INSTRUCTIONS TO FOLLOW: Go to the line that contains "What to detect: cap brim" and extract it along with every line after it, exactly, through the end of the data below.

LISTED ENTRIES:

+ + +

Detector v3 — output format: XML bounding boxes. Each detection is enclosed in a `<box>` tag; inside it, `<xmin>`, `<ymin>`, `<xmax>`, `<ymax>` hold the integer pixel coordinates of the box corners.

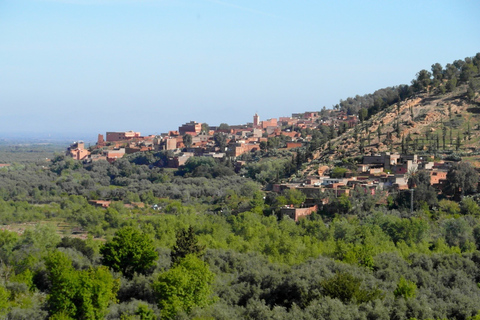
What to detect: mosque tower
<box><xmin>253</xmin><ymin>113</ymin><xmax>260</xmax><ymax>127</ymax></box>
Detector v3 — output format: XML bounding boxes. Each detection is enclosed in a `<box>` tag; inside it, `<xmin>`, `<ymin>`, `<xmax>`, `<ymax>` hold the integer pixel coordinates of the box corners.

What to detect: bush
<box><xmin>394</xmin><ymin>276</ymin><xmax>416</xmax><ymax>299</ymax></box>
<box><xmin>321</xmin><ymin>272</ymin><xmax>383</xmax><ymax>304</ymax></box>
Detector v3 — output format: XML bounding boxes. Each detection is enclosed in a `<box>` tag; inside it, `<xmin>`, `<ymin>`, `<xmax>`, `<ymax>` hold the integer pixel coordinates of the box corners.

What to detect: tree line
<box><xmin>339</xmin><ymin>53</ymin><xmax>480</xmax><ymax>119</ymax></box>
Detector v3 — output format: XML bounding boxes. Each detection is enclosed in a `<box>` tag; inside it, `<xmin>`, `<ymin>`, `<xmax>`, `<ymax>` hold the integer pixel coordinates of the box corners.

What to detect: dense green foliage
<box><xmin>3</xmin><ymin>198</ymin><xmax>480</xmax><ymax>319</ymax></box>
<box><xmin>1</xmin><ymin>53</ymin><xmax>480</xmax><ymax>319</ymax></box>
<box><xmin>153</xmin><ymin>254</ymin><xmax>215</xmax><ymax>319</ymax></box>
<box><xmin>2</xmin><ymin>146</ymin><xmax>480</xmax><ymax>319</ymax></box>
<box><xmin>45</xmin><ymin>251</ymin><xmax>118</xmax><ymax>319</ymax></box>
<box><xmin>100</xmin><ymin>227</ymin><xmax>158</xmax><ymax>278</ymax></box>
<box><xmin>170</xmin><ymin>226</ymin><xmax>205</xmax><ymax>264</ymax></box>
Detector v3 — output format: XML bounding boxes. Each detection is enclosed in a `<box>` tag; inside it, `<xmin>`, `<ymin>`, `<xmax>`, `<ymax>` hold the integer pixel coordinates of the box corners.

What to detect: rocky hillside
<box><xmin>316</xmin><ymin>81</ymin><xmax>480</xmax><ymax>164</ymax></box>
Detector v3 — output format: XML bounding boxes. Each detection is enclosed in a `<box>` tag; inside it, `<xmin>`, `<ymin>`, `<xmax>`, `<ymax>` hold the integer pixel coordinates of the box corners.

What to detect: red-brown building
<box><xmin>430</xmin><ymin>170</ymin><xmax>448</xmax><ymax>189</ymax></box>
<box><xmin>281</xmin><ymin>205</ymin><xmax>318</xmax><ymax>222</ymax></box>
<box><xmin>106</xmin><ymin>131</ymin><xmax>141</xmax><ymax>142</ymax></box>
<box><xmin>227</xmin><ymin>143</ymin><xmax>260</xmax><ymax>157</ymax></box>
<box><xmin>89</xmin><ymin>200</ymin><xmax>111</xmax><ymax>208</ymax></box>
<box><xmin>163</xmin><ymin>137</ymin><xmax>179</xmax><ymax>150</ymax></box>
<box><xmin>261</xmin><ymin>118</ymin><xmax>278</xmax><ymax>129</ymax></box>
<box><xmin>106</xmin><ymin>149</ymin><xmax>125</xmax><ymax>163</ymax></box>
<box><xmin>179</xmin><ymin>121</ymin><xmax>202</xmax><ymax>135</ymax></box>
<box><xmin>67</xmin><ymin>141</ymin><xmax>90</xmax><ymax>160</ymax></box>
<box><xmin>97</xmin><ymin>134</ymin><xmax>105</xmax><ymax>147</ymax></box>
<box><xmin>286</xmin><ymin>142</ymin><xmax>303</xmax><ymax>149</ymax></box>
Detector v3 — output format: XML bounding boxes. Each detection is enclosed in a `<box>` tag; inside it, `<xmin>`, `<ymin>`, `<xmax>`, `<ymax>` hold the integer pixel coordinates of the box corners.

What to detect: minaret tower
<box><xmin>253</xmin><ymin>113</ymin><xmax>260</xmax><ymax>127</ymax></box>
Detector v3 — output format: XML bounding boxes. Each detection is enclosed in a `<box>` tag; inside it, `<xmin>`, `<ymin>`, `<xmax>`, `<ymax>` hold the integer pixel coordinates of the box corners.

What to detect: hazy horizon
<box><xmin>1</xmin><ymin>0</ymin><xmax>479</xmax><ymax>138</ymax></box>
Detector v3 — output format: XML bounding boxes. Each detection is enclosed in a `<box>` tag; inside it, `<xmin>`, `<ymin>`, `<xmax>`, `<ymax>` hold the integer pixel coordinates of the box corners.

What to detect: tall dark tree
<box><xmin>453</xmin><ymin>59</ymin><xmax>465</xmax><ymax>70</ymax></box>
<box><xmin>412</xmin><ymin>69</ymin><xmax>432</xmax><ymax>92</ymax></box>
<box><xmin>171</xmin><ymin>226</ymin><xmax>206</xmax><ymax>264</ymax></box>
<box><xmin>460</xmin><ymin>63</ymin><xmax>476</xmax><ymax>83</ymax></box>
<box><xmin>358</xmin><ymin>108</ymin><xmax>368</xmax><ymax>123</ymax></box>
<box><xmin>473</xmin><ymin>52</ymin><xmax>480</xmax><ymax>69</ymax></box>
<box><xmin>446</xmin><ymin>77</ymin><xmax>457</xmax><ymax>92</ymax></box>
<box><xmin>431</xmin><ymin>63</ymin><xmax>443</xmax><ymax>82</ymax></box>
<box><xmin>329</xmin><ymin>125</ymin><xmax>337</xmax><ymax>139</ymax></box>
<box><xmin>396</xmin><ymin>170</ymin><xmax>438</xmax><ymax>210</ymax></box>
<box><xmin>466</xmin><ymin>84</ymin><xmax>476</xmax><ymax>101</ymax></box>
<box><xmin>259</xmin><ymin>140</ymin><xmax>267</xmax><ymax>151</ymax></box>
<box><xmin>183</xmin><ymin>134</ymin><xmax>193</xmax><ymax>148</ymax></box>
<box><xmin>218</xmin><ymin>123</ymin><xmax>230</xmax><ymax>131</ymax></box>
<box><xmin>442</xmin><ymin>124</ymin><xmax>447</xmax><ymax>150</ymax></box>
<box><xmin>408</xmin><ymin>170</ymin><xmax>428</xmax><ymax>188</ymax></box>
<box><xmin>444</xmin><ymin>63</ymin><xmax>457</xmax><ymax>80</ymax></box>
<box><xmin>439</xmin><ymin>84</ymin><xmax>446</xmax><ymax>94</ymax></box>
<box><xmin>213</xmin><ymin>132</ymin><xmax>228</xmax><ymax>151</ymax></box>
<box><xmin>444</xmin><ymin>162</ymin><xmax>478</xmax><ymax>199</ymax></box>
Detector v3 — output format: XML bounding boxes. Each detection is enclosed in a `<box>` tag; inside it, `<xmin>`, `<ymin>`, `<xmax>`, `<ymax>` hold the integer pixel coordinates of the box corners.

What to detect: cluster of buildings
<box><xmin>276</xmin><ymin>152</ymin><xmax>451</xmax><ymax>221</ymax></box>
<box><xmin>68</xmin><ymin>111</ymin><xmax>359</xmax><ymax>167</ymax></box>
<box><xmin>67</xmin><ymin>131</ymin><xmax>156</xmax><ymax>163</ymax></box>
<box><xmin>64</xmin><ymin>111</ymin><xmax>464</xmax><ymax>222</ymax></box>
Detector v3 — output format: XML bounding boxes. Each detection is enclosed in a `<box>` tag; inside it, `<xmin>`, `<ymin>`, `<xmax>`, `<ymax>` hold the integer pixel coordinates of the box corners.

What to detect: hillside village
<box><xmin>3</xmin><ymin>1</ymin><xmax>480</xmax><ymax>316</ymax></box>
<box><xmin>62</xmin><ymin>53</ymin><xmax>480</xmax><ymax>221</ymax></box>
<box><xmin>65</xmin><ymin>107</ymin><xmax>462</xmax><ymax>221</ymax></box>
<box><xmin>67</xmin><ymin>110</ymin><xmax>357</xmax><ymax>165</ymax></box>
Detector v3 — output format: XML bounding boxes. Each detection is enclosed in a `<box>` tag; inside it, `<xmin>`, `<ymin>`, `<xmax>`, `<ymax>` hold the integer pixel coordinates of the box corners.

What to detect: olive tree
<box><xmin>100</xmin><ymin>227</ymin><xmax>158</xmax><ymax>279</ymax></box>
<box><xmin>153</xmin><ymin>254</ymin><xmax>214</xmax><ymax>319</ymax></box>
<box><xmin>444</xmin><ymin>162</ymin><xmax>478</xmax><ymax>198</ymax></box>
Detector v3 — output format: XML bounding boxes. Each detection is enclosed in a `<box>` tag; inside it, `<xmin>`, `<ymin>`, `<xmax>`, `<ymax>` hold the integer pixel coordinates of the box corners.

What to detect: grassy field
<box><xmin>0</xmin><ymin>143</ymin><xmax>66</xmax><ymax>163</ymax></box>
<box><xmin>0</xmin><ymin>220</ymin><xmax>89</xmax><ymax>239</ymax></box>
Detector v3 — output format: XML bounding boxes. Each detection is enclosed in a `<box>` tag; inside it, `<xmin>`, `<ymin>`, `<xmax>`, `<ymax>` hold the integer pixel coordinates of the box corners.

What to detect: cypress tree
<box><xmin>171</xmin><ymin>226</ymin><xmax>206</xmax><ymax>264</ymax></box>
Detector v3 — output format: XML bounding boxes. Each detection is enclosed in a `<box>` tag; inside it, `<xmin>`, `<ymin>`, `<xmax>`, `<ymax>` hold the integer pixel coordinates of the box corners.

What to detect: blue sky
<box><xmin>1</xmin><ymin>0</ymin><xmax>479</xmax><ymax>139</ymax></box>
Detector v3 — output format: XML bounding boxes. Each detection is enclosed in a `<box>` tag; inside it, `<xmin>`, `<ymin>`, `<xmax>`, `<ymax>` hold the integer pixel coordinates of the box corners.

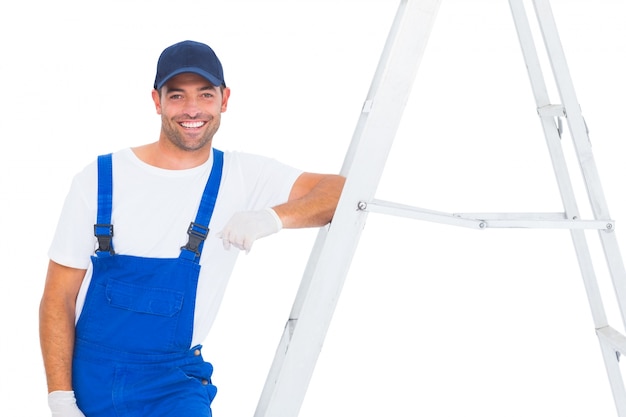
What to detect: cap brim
<box><xmin>155</xmin><ymin>67</ymin><xmax>223</xmax><ymax>90</ymax></box>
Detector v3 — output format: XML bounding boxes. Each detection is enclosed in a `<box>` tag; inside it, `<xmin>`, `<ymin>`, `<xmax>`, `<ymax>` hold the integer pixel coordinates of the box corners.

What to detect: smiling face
<box><xmin>152</xmin><ymin>72</ymin><xmax>230</xmax><ymax>153</ymax></box>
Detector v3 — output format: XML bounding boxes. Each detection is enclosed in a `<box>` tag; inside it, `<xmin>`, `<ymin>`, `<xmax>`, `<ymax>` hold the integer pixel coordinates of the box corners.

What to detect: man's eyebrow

+ + +

TASK SOLUTION:
What to detect: cap brim
<box><xmin>155</xmin><ymin>67</ymin><xmax>223</xmax><ymax>90</ymax></box>
Detector v3 — output format: XML bounding boxes. Each detection is enclosed in a `<box>` tag; inside it, `<xmin>`, `<ymin>`, `<xmax>`, `<ymax>` hold the integer pixel coordinates of the box corners.

What to detect: smiling face
<box><xmin>152</xmin><ymin>72</ymin><xmax>230</xmax><ymax>153</ymax></box>
Detector v3 — output format: XML bounding boxes. Each detection is enclosed in a `<box>` tag; inside it, `<xmin>`, `<ymin>`, `<xmax>`, `<ymax>` hold the integer pixel coordinates of the box corners.

What to detect: man's eyebrow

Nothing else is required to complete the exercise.